**Problem:** Your task is to print all of the data word for word.

[[ Provided data open ]]

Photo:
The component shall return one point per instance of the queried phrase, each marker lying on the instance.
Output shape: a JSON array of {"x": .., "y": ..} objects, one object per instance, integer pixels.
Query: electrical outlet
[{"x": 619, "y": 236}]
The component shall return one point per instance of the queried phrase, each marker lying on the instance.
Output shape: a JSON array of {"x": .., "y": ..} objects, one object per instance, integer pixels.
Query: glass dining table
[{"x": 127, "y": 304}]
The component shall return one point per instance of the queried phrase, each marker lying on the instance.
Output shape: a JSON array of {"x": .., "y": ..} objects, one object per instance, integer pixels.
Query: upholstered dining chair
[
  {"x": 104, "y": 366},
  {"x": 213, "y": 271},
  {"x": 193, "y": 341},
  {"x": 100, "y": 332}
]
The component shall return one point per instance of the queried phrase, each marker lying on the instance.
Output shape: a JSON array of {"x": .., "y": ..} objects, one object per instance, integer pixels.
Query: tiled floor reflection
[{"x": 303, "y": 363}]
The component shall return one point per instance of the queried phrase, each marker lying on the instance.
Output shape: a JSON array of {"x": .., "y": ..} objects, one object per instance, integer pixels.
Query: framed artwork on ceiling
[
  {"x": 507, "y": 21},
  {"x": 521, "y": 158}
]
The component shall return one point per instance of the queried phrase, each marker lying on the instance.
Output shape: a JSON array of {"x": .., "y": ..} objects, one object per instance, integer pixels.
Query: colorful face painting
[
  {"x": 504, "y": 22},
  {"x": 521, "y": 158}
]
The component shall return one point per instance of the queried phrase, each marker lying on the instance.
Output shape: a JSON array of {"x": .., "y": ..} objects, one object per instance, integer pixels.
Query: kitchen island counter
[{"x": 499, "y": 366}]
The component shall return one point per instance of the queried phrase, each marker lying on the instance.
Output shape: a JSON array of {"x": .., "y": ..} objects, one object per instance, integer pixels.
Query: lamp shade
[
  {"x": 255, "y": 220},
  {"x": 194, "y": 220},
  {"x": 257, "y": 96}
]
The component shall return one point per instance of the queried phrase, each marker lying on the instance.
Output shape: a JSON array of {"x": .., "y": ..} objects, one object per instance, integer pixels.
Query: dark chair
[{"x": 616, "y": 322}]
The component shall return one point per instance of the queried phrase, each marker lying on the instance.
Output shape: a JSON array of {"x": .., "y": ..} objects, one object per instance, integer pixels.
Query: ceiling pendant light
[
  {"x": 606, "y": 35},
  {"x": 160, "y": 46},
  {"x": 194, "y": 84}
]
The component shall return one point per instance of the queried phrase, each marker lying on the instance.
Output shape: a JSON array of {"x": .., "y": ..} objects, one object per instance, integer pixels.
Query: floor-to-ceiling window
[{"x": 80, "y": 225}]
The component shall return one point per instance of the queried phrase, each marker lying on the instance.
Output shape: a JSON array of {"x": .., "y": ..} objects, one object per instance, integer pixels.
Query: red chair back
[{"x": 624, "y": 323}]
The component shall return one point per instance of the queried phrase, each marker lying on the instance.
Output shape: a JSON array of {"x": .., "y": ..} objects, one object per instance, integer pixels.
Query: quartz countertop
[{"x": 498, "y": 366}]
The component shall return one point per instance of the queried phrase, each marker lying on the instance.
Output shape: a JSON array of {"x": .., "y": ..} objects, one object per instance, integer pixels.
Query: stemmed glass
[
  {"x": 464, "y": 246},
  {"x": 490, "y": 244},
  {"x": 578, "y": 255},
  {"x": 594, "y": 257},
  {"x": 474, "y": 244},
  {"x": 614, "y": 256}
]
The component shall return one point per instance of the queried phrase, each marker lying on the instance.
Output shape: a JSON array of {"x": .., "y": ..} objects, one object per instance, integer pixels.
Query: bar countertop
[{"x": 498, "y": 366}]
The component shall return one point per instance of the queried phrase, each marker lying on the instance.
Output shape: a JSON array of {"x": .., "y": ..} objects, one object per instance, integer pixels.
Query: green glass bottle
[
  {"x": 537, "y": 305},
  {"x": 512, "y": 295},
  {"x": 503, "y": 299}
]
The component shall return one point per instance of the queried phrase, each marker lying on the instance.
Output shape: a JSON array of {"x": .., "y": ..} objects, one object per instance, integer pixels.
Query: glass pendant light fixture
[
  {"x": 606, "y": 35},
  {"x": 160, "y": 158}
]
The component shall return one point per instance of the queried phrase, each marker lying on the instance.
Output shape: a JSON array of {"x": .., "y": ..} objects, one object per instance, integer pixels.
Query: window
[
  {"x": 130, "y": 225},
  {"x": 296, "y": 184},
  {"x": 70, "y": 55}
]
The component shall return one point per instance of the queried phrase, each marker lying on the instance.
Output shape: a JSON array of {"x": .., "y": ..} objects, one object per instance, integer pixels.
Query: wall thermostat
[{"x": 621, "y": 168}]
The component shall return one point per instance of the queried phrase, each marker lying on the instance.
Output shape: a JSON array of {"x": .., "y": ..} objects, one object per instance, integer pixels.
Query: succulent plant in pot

[[ Provided data closed ]]

**Your response:**
Photo:
The component shall return one point per instance of the queried phrase, each marker lying on the instance.
Output shape: a JSON array of {"x": .., "y": ..} objects, one object per instance, integer pixels.
Query: electrical outlet
[{"x": 619, "y": 236}]
The component shall return one point per instance of the queried phrase, each marker lying on the instance.
Output shape: a JSON array of {"x": .., "y": ..} objects, one object per instance, integer pixels.
Query: glass dining table
[{"x": 127, "y": 304}]
The component shall return one point per instance of the queried phrase, each marker lying on the instance.
Output shape: a JSON array of {"x": .., "y": ..} objects, one object per instance, integer pixels.
Query: upholstered dining chair
[
  {"x": 104, "y": 366},
  {"x": 213, "y": 271},
  {"x": 193, "y": 341},
  {"x": 100, "y": 332}
]
The component shall return one point per instance of the queried phrase, each marker lying on the instance.
Output shape: a JSON array of {"x": .., "y": ..} objects, one object per instance, integer pixels.
Query: tiled floor reflection
[{"x": 303, "y": 363}]
The component shall return one point per instance of the queried phrase, each marker lying on the instance.
Output shape: a JSON array of {"x": .., "y": ..} objects, one object per instance, integer pixels.
Query: framed artwork on ceiling
[
  {"x": 507, "y": 21},
  {"x": 521, "y": 158}
]
The component shall return one point per instance of the queried phrase, each marker lying on the instance.
Output shape: a JSON array of {"x": .., "y": ..} objects, one object per instance, integer pixels.
Query: colorful face painting
[
  {"x": 504, "y": 22},
  {"x": 521, "y": 158}
]
The component shall return one point per instance of the queried phrase, each marker lying on the instance.
Output shape: a JSON array of {"x": .., "y": ..} objects, one object per instance, integer pixels.
Query: kitchen island counter
[{"x": 499, "y": 366}]
The component shall return one point per instance of the queried phrase, each marker lying on the instance.
Output shape: a JSON array of {"x": .., "y": ..} objects, one object per instance, integer pixels.
Query: lamp shade
[
  {"x": 255, "y": 220},
  {"x": 194, "y": 220},
  {"x": 257, "y": 96}
]
The component shall return one point per instance of the queried phrase, each marker lying on the instance.
Output shape: a JSON array of {"x": .., "y": ..} objects, one object per instance, integer pixels.
Query: dark chair
[{"x": 616, "y": 322}]
The component shall return one point per instance of the queried phrase, each marker lying on the instance.
Output shape: a JSON array of {"x": .., "y": ..} objects, one object per instance, integer pixels.
Query: ceiling pendant light
[
  {"x": 606, "y": 35},
  {"x": 160, "y": 46},
  {"x": 194, "y": 84}
]
The component shall return one point per instance of the queried phrase, each marker lying on the instance.
Output shape: a JSON array of {"x": .., "y": ..} objects, one object per instance, integer pixels.
Query: floor-to-ceiling window
[{"x": 80, "y": 225}]
The component shall return one point per instance of the queried phrase, each marker lying on the instance.
Output shape: a JSON array of {"x": .., "y": ..} objects, one object per instance, integer pixels.
Query: red chair back
[{"x": 624, "y": 323}]
The component shall return one point per instance of the queried phrase, each marker lying on the instance.
Output shape: a JSON array of {"x": .., "y": ..} objects, one object per instance, integer pixels.
Query: quartz countertop
[{"x": 498, "y": 366}]
The component shall return one point per instance of the queried phrase, each marker lying on the instance.
Output shape: a JSON array of {"x": .., "y": ..} objects, one object per instance, integer pixels.
Query: stemmed glass
[
  {"x": 464, "y": 246},
  {"x": 490, "y": 244},
  {"x": 578, "y": 255},
  {"x": 594, "y": 257},
  {"x": 474, "y": 244},
  {"x": 614, "y": 256}
]
The component shall return one point per instance of the queried phrase, each marker lying on the instance.
Output shape: a JSON array of {"x": .., "y": ..} objects, one object per instance, integer pixels.
Query: bar countertop
[{"x": 498, "y": 366}]
The component shall return one point per instance of the queried phrase, each marker lying on the instance.
Output shape: a JSON array of {"x": .., "y": ..} objects, one object per instance, integer pixels.
Query: green glass bottle
[
  {"x": 537, "y": 305},
  {"x": 512, "y": 295},
  {"x": 503, "y": 299}
]
The component shall return one point per instance of the queried phrase, each marker lying on the instance.
Output shape: a JSON array of {"x": .., "y": ..} objects, one object per instance, integer pixels.
Query: glass pendant light fixture
[
  {"x": 606, "y": 35},
  {"x": 160, "y": 158}
]
The component shall return one point per instance of the queried phrase, each marker lying on the instance.
Output shape: a JSON array of {"x": .., "y": ..} objects, one object per instance, integer pixels.
Query: window
[
  {"x": 130, "y": 225},
  {"x": 296, "y": 184},
  {"x": 70, "y": 55}
]
The component shall return one point per instance of the queried phrase, each marker lying on the instance.
Output shape: a JSON array of {"x": .., "y": ..} objects, one object per instance, integer pixels.
Query: wall thermostat
[{"x": 621, "y": 168}]
The component shall return one point per instance of the queried phrase, each marker lying on the instance.
Output shape: a JSON array of {"x": .., "y": ..} objects, one object per instance, integer pixels.
Query: succulent plant in pot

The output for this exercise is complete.